> [Task brief]: Arrange the entries that follow as a Markdown table with two columns, Row and Entry, putting each line's number under Row and the line itself under Entry. Leave out blank lines.

>> Start Provided material

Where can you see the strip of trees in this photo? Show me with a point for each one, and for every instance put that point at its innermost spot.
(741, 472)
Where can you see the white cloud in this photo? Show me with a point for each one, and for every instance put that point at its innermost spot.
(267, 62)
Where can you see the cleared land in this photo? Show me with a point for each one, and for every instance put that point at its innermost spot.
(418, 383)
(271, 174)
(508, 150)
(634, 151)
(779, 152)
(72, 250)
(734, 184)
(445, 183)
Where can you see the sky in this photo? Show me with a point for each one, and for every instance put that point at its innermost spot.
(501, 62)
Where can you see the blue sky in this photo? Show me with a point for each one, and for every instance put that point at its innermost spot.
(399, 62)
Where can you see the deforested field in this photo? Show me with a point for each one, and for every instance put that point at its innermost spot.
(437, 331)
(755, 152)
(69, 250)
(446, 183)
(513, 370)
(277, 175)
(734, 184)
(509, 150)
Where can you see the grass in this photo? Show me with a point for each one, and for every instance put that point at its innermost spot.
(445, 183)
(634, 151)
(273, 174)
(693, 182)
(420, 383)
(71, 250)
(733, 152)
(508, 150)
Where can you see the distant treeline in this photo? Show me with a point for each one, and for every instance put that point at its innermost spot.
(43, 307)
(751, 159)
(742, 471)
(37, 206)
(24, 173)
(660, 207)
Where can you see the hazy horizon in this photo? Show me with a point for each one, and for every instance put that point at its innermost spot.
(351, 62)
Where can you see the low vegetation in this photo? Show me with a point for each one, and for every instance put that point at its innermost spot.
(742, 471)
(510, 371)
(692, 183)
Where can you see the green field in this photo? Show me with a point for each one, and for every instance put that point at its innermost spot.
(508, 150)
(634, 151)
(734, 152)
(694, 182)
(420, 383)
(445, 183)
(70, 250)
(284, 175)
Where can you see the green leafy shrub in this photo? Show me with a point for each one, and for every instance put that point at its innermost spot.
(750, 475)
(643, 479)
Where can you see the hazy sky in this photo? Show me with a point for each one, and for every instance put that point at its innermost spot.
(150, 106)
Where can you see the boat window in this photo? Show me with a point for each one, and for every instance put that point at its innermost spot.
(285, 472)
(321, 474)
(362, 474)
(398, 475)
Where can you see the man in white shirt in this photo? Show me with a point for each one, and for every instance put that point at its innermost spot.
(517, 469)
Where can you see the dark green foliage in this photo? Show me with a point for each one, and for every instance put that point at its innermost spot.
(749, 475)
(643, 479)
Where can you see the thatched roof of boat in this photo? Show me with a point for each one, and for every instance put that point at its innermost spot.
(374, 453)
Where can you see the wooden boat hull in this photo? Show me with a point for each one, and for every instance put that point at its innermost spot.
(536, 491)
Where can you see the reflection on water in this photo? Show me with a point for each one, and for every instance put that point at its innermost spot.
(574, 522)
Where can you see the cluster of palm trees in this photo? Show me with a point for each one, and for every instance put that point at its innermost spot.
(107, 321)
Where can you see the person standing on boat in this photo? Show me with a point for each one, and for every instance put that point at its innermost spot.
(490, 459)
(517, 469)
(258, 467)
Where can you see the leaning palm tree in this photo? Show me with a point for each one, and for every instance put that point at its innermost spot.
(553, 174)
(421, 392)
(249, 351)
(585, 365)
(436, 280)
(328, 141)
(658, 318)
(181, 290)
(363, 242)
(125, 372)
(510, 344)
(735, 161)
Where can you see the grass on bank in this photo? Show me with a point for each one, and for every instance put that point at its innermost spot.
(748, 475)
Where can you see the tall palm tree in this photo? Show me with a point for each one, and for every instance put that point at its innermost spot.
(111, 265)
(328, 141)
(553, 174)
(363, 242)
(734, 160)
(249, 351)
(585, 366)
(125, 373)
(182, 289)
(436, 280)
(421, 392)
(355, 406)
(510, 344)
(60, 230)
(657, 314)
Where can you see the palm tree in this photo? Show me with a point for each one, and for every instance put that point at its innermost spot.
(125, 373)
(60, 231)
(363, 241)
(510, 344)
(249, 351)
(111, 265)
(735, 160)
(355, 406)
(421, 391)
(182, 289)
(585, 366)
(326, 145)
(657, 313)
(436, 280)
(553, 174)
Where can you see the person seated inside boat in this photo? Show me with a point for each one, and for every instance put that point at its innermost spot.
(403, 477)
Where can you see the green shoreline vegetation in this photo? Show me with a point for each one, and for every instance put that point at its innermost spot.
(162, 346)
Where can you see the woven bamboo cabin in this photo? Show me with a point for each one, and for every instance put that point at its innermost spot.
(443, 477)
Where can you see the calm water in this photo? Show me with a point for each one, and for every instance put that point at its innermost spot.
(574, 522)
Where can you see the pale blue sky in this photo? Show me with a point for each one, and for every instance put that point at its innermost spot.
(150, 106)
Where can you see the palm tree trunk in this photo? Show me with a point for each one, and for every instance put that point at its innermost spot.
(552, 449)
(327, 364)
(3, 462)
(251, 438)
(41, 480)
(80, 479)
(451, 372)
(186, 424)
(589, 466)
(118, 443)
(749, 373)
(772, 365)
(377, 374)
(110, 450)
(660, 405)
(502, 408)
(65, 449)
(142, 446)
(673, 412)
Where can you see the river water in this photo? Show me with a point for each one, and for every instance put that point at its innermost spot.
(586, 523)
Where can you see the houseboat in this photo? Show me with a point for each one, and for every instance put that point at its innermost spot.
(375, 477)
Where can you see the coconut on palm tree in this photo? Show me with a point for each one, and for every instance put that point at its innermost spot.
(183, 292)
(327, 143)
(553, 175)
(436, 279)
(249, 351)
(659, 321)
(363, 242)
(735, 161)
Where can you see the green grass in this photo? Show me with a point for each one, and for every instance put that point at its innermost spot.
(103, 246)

>> End Provided material

> [Answer to this exercise]:
| Row | Entry |
|---|---|
| 1 | Where can you see the strip of trees in this photo? Show me with a point for each one, and for every instance put that point at its innermost spot. |
| 2 | (741, 472) |
| 3 | Where can you see the white cloud in this photo? Show me with a point for each one, and for every instance put that point at its innermost spot. |
| 4 | (267, 62) |
| 5 | Where can you see the cleared land in this photo? Show me with a point for each one, and for every instance put that point at its innermost spot. |
| 6 | (418, 383) |
| 7 | (271, 174) |
| 8 | (508, 150) |
| 9 | (634, 151) |
| 10 | (779, 152) |
| 11 | (72, 250) |
| 12 | (734, 184) |
| 13 | (445, 183) |
| 14 | Where can you see the sky in this photo? Show me with a point for each one, and for every instance put that point at its innermost spot. |
| 15 | (501, 62) |
| 16 | Where can you see the blue sky in this photo? Show me with a point for each one, and for every instance put that point at its innermost spot. |
| 17 | (399, 62) |
| 18 | Where can you see the deforested field in this photo? Show me with a point for each one, and for every instance put that point at its innermost spot. |
| 19 | (437, 331) |
| 20 | (755, 152) |
| 21 | (69, 250) |
| 22 | (446, 183) |
| 23 | (513, 370) |
| 24 | (277, 175) |
| 25 | (734, 184) |
| 26 | (509, 150) |
| 27 | Where can you see the grass in this photo? Show me with a point for each one, and for every instance put that point at its innermost spot. |
| 28 | (445, 183) |
| 29 | (634, 151) |
| 30 | (273, 174) |
| 31 | (693, 182) |
| 32 | (420, 383) |
| 33 | (71, 250) |
| 34 | (733, 152) |
| 35 | (508, 150) |
| 36 | Where can you see the distant treeline in this photo? Show me with a point for each one, and for every instance put that point at its innermost spot. |
| 37 | (43, 307) |
| 38 | (751, 159) |
| 39 | (742, 471) |
| 40 | (37, 206) |
| 41 | (24, 173) |
| 42 | (660, 207) |
| 43 | Where can you see the hazy horizon in this photo? Show me with a point for each one, and for every instance put that point at its innermost spot. |
| 44 | (351, 62) |
| 45 | Where can you see the low vegetation in this photo? Show me with a point for each one, and for every instance put that point at its innermost spot. |
| 46 | (742, 471) |
| 47 | (510, 371) |
| 48 | (692, 183) |
| 49 | Where can you see the green field in this photo? Show me with a point for each one, and for every instance put that point at its innermost spot. |
| 50 | (508, 150) |
| 51 | (634, 151) |
| 52 | (734, 152) |
| 53 | (694, 182) |
| 54 | (420, 383) |
| 55 | (445, 183) |
| 56 | (70, 250) |
| 57 | (284, 175) |
| 58 | Where can you see the green leafy shrub in this photo? Show me with a point for each one, and for every instance put that point at its innermost spot. |
| 59 | (750, 475) |
| 60 | (643, 479) |
| 61 | Where can you see the hazy sky in this photo? Show me with a point for each one, and for every instance put that point at its innermost spot. |
| 62 | (150, 106) |
| 63 | Where can you see the boat window in this photo? Show me with a point for each one, and for every instance put that point at its innermost spot. |
| 64 | (285, 472) |
| 65 | (321, 474) |
| 66 | (362, 474) |
| 67 | (398, 475) |
| 68 | Where can you see the man in white shirt in this photo? Show me with a point for each one, and for every instance put that point at its innermost spot. |
| 69 | (517, 469) |
| 70 | Where can you see the dark green foliage in this photo? Show me with a point for each one, and for every instance put that point at its innermost spot. |
| 71 | (749, 475) |
| 72 | (643, 479) |
| 73 | Where can you see the thatched roof of boat in this photo? Show me with a point for each one, and for every instance put that point at its innermost spot. |
| 74 | (374, 453) |
| 75 | Where can you see the wooden boat hull in this photo? Show me with a point for each one, and for every instance put that point at its innermost spot. |
| 76 | (536, 491) |
| 77 | Where can you see the reflection on water in this photo? Show me with a point for each one, and for every instance put that point at its innermost spot. |
| 78 | (574, 522) |
| 79 | Where can you see the cluster of palm trees in this photo? Show me with a point for each one, and for every instance put that point at its innermost spot. |
| 80 | (107, 321) |
| 81 | Where can you see the person standing on boat in this photo? Show me with a point for each one, and for every instance put that point at its innermost spot. |
| 82 | (490, 459) |
| 83 | (517, 469) |
| 84 | (258, 467) |
| 85 | Where can you see the leaning palm tree in this photo? Show me with a point for each one, and for every instance put that point at its innermost spot. |
| 86 | (553, 174) |
| 87 | (421, 392) |
| 88 | (249, 351) |
| 89 | (585, 365) |
| 90 | (436, 280) |
| 91 | (328, 141) |
| 92 | (658, 318) |
| 93 | (181, 290) |
| 94 | (363, 242) |
| 95 | (125, 372) |
| 96 | (510, 344) |
| 97 | (735, 161) |
| 98 | Where can you see the grass on bank in this photo? Show me with a point for each one, and for every instance put that point at its innermost spot. |
| 99 | (748, 475) |
| 100 | Where can you see the tall palm tree in this photo? Show me with a point for each one, and for every instance put that point at its innermost spot. |
| 101 | (111, 265) |
| 102 | (328, 141) |
| 103 | (553, 174) |
| 104 | (363, 242) |
| 105 | (734, 160) |
| 106 | (249, 351) |
| 107 | (585, 366) |
| 108 | (125, 373) |
| 109 | (182, 289) |
| 110 | (436, 280) |
| 111 | (421, 392) |
| 112 | (355, 406) |
| 113 | (510, 344) |
| 114 | (60, 230) |
| 115 | (657, 314) |
| 116 | Where can you see the palm tree in this photo? Show me with a point for each one, and for every instance put that point at its innermost spot. |
| 117 | (125, 373) |
| 118 | (60, 231) |
| 119 | (363, 241) |
| 120 | (510, 344) |
| 121 | (249, 351) |
| 122 | (111, 265) |
| 123 | (735, 160) |
| 124 | (355, 406) |
| 125 | (421, 391) |
| 126 | (182, 289) |
| 127 | (585, 366) |
| 128 | (326, 145) |
| 129 | (657, 313) |
| 130 | (436, 280) |
| 131 | (553, 174) |
| 132 | Where can you see the person seated inside boat in this photo? Show me with a point for each one, and for every instance put that point at its innermost spot. |
| 133 | (403, 477) |
| 134 | Where can you see the green shoreline vegetation in this photo? Show me with a point for each one, and for every instance put that point at its innermost spot. |
| 135 | (162, 346) |
| 136 | Where can you see the woven bamboo cabin in this photo? Show me with a point for each one, and for every instance put that point at its innermost spot. |
| 137 | (443, 477) |
| 138 | Where can you see the calm water in this photo? Show me with a point for each one, and for every instance put that point at its innermost spot. |
| 139 | (574, 522) |
| 140 | Where can you see the pale blue sky in this photo? Show me with a point for each one, and for every instance put that point at its innermost spot. |
| 141 | (150, 106) |
| 142 | Where can you see the palm tree trunk in this photo? Show me with a point for each one, and for every instance put that point at its innermost spot. |
| 143 | (552, 449) |
| 144 | (327, 364) |
| 145 | (3, 462) |
| 146 | (251, 438) |
| 147 | (41, 480) |
| 148 | (80, 479) |
| 149 | (451, 372) |
| 150 | (186, 424) |
| 151 | (589, 466) |
| 152 | (118, 443) |
| 153 | (749, 373) |
| 154 | (772, 365) |
| 155 | (377, 374) |
| 156 | (110, 450) |
| 157 | (660, 405) |
| 158 | (502, 408) |
| 159 | (65, 449) |
| 160 | (142, 446) |
| 161 | (673, 412) |
| 162 | Where can you see the river water in this photo? Show me with a point for each one, and for every instance put that point at its innermost spot. |
| 163 | (586, 523) |
| 164 | Where can you see the houseboat in this photo? Show me with a point for each one, and for every instance put that point at its innermost spot. |
| 165 | (375, 477) |
| 166 | Where can you see the coconut on palm tree in this photo? Show me with a point for each one, and for every instance put that point at its innermost spot. |
| 167 | (183, 292) |
| 168 | (327, 143) |
| 169 | (553, 175) |
| 170 | (436, 279) |
| 171 | (249, 351) |
| 172 | (659, 321) |
| 173 | (363, 242) |
| 174 | (735, 161) |
| 175 | Where can you see the green grass in this photo? Show me with a point for each one, and for every instance put that point at its innermost spot. |
| 176 | (103, 246) |